§ TASK GOAL:
Locate each line in the records below that contains the string "metal", and copy every such line. Letter case must match.

§ PROVIDED MATERIAL:
BEGIN

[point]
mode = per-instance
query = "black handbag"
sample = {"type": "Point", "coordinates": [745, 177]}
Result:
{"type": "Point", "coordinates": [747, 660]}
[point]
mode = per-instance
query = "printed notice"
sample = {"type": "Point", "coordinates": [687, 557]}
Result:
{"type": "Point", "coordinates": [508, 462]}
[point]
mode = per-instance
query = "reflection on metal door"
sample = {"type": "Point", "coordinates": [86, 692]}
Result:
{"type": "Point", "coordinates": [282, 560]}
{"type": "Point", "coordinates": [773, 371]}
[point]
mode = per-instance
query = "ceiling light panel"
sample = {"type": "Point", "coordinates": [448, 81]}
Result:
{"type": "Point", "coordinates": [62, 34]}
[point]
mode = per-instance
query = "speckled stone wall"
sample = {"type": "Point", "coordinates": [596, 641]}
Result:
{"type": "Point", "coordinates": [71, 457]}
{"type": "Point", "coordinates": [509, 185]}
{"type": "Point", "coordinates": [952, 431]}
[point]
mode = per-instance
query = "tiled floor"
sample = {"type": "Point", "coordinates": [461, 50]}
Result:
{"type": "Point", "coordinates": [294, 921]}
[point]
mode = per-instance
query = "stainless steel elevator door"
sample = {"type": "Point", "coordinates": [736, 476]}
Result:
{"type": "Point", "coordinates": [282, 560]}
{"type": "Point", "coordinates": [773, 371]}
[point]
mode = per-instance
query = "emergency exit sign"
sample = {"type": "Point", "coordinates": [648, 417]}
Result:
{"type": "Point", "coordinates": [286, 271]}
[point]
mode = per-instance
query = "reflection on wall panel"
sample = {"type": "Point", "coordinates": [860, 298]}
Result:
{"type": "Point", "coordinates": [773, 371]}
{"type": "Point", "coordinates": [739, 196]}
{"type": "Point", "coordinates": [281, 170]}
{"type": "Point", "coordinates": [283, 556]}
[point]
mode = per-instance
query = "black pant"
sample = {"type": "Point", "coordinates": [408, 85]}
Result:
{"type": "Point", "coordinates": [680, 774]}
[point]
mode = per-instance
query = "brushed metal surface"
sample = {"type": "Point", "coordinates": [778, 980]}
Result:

END

§ RESULT:
query = "reflection on metal door"
query = "brushed metal surface"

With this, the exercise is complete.